### WHAT IS NEEDED
Repeat all of the material exactly as given.

Start of EXTRACTED MATERIAL

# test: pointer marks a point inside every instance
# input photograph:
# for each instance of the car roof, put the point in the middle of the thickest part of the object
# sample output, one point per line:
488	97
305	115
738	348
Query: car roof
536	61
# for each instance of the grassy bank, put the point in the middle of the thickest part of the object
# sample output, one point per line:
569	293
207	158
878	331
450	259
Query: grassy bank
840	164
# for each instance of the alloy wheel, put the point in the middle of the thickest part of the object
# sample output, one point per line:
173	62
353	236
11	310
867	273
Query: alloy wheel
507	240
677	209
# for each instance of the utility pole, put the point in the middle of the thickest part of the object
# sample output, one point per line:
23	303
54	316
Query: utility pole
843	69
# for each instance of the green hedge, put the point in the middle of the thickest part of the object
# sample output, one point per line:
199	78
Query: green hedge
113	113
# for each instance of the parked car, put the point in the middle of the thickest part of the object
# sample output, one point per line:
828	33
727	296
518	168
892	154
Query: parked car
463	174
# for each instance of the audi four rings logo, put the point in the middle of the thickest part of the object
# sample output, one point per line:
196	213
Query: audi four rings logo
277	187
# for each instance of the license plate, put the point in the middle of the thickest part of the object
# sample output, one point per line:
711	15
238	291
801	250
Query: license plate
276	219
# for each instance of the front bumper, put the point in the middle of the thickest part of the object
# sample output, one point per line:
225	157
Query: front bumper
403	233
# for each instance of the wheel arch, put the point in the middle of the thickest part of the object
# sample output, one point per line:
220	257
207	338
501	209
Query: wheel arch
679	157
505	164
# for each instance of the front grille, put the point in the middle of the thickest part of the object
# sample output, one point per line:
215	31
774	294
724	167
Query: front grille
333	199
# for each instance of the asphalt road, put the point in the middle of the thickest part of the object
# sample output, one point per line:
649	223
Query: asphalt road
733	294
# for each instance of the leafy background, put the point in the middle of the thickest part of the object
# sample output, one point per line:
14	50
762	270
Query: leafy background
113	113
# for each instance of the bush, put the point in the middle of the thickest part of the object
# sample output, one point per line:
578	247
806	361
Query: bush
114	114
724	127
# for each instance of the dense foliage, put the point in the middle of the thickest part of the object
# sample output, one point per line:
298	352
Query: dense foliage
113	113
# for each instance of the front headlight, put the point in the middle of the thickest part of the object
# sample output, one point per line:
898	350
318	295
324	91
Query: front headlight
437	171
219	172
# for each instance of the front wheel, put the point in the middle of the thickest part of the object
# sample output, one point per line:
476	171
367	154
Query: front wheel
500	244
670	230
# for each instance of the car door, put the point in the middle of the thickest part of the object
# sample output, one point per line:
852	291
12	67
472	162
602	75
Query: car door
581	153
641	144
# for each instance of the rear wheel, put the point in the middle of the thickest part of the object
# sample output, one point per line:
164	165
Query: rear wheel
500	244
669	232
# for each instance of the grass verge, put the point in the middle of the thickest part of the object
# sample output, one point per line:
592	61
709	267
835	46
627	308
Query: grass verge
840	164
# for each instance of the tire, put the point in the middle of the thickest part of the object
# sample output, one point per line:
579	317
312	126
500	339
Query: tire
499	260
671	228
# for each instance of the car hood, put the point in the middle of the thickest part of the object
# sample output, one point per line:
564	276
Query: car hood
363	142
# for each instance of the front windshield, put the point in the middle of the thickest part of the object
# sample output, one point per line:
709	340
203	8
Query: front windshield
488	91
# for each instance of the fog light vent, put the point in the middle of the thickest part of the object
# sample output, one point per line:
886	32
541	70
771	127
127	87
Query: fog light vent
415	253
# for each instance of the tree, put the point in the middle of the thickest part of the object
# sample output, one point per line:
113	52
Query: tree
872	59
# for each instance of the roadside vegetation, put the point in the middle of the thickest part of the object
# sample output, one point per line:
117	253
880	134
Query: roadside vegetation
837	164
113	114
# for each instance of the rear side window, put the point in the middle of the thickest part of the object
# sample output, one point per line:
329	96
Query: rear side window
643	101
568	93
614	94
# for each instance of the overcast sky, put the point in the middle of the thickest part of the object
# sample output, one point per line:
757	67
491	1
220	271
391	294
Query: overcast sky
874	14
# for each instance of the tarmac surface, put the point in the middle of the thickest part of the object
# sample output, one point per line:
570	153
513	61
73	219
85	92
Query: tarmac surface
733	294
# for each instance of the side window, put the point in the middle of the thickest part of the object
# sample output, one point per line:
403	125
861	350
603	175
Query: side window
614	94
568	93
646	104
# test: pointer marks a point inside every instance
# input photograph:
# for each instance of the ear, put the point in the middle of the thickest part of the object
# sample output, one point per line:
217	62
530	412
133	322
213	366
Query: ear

End of EXTRACTED MATERIAL

### EXERCISE ANSWER
# test: pointer marks a point inside every instance
# input photograph:
# for each instance of the car roof, put the point in the middle of the thickest part of the object
# sample output, one point per line:
488	97
305	115
738	348
Query: car roof
536	61
# for each instance of the grassy bank, put the point in the middle of the thickest part of the object
# sample output, one point per line:
569	293
207	158
878	331
450	259
Query: grassy bank
840	164
# for each instance of the alloy wheel, put the point in the middle of the thickest part of the object
# sample output, one point per line:
173	62
353	236
11	310
867	273
Query: alloy wheel
507	240
677	209
# for each instance of the utility pole, put the point in the middle of the thickest part of the object
# sample output, one point per line:
23	303
54	316
Query: utility pole
843	69
# for each instance of the green hedge, put the point in the middle of the thickest part of the object
# sample output, one point per line:
199	78
Query: green hedge
113	113
# for each instance of the parked car, put the point in the middle of the thickest part of the object
# sample output, one point per line:
828	33
727	296
518	168
892	154
Query: parked car
463	174
# for each instance of the audi four rings logo, put the point in the middle of the thickest part of the object
# sample output, one point per line:
196	213
Query: audi four rings logo
277	187
# for each instance of the license plate, put the point in the middle of the thickest part of the object
# sample output, one point per line:
711	15
238	291
801	250
Query: license plate
276	219
# for each instance of the front bumper, put the point in the middle of the thickest part of the object
# sample output, one point per line:
225	157
Query: front bumper
403	233
# for each instance of the wheel arch, put the point in the middle of the thickest part of the object
# sample output, one point per line:
220	257
207	338
501	209
Query: wheel arch
679	157
505	164
# for each instance of the front grille, put the point in the middle of the thickest part of the object
# sample output, one point per line:
215	31
774	294
724	167
Query: front grille
333	199
# for each instance of the asphalt road, put the point in the middle of the thickest part of the object
# sample output, one point per line:
649	223
Query: asphalt road
733	294
# for each instance of the leafy background, put the point in the middle of the thickest part of the object
# sample output, one point per line:
14	50
762	270
Query: leafy background
113	113
# for each instance of the bush, put the point in the middle of the thickest part of the object
# sample output, one point per line:
578	247
806	361
Query: bush
114	114
724	127
# for each instance of the dense foliage, put the point in the middle of the thickest part of the object
# sample output, one point per line:
298	352
Query: dense foliage
113	113
# for each instance of the front headlight, put the point in the middle of the thickest part of the object
# sample output, one point per line:
898	350
318	295
324	91
Query: front headlight
437	171
219	172
# for each instance of the front wheel, put the point in the middle of the thickest part of the object
# sample output, one point per line:
476	171
367	154
Query: front wheel
500	244
670	230
# for each instance of the car door, put the point in the middle of the thickest part of the object
# sample output, one point per line:
852	291
12	67
472	162
602	75
Query: car door
581	153
641	144
# for each instance of the rear wheel, put the point in the middle of the thickest part of the object
# sample output, one point per line:
164	165
Query: rear wheel
500	244
669	232
# for each instance of the grass verge, put the point in the middle of the thickest part of the object
# sample output, one point per line:
592	61
709	267
835	46
627	308
Query: grass verge
840	164
# for each instance of the tire, put the point in the middle of the thickest part of the object
# sample output, one point per line:
579	317
312	126
500	339
Query: tire
499	260
671	228
# for each instance of the car hood, put the point in the middle of the thickest part of the object
# sample output, one point per line:
564	276
Query: car hood
363	142
# for each instance of the front windshield, put the point in the middle of the thickest part of the object
# sample output, one point per line:
709	340
203	8
Query: front windshield
488	91
# for each instance of the fog light vent, put the point in the middle of the thickest part of the object
# sample output, one point per line:
886	32
541	70
771	127
127	87
Query: fog light vent
415	253
# for each instance of the tree, put the point in the middle of the thickest part of the object
# sample output, one point per line:
113	52
Query: tree
872	59
# for each instance of the roadside vegetation, put the point in the middle of the thickest part of the object
# sample output, one point per line:
117	253
880	134
Query: roadside vegetation
837	164
113	114
# for each instance of the rear side window, put the point in the middle of the thickest part of the object
# sample output, one point per line:
329	96
Query: rear side window
643	101
568	93
614	94
# for each instance of the overcast sky, put the point in the middle of the thickest part of the object
# sample output, one point per line:
757	67
491	1
220	271
391	294
Query: overcast sky
874	14
# for each instance of the tarmac surface, put the point in the middle of the thickest part of the object
# sample output, one point per line:
570	153
513	61
73	219
85	92
Query: tarmac surface
733	294
# for each instance of the side window, put the point in the middle of the thickest part of the object
# sample output, one point per line:
403	125
861	350
603	175
Query: side window
614	94
568	93
646	104
# test: pointer marks a point inside every instance
# input photograph:
# for each instance of the ear, put the point in the middle of the thickest part of the object
# sample output, one point per line:
217	62
530	412
133	322
213	366
Query: ear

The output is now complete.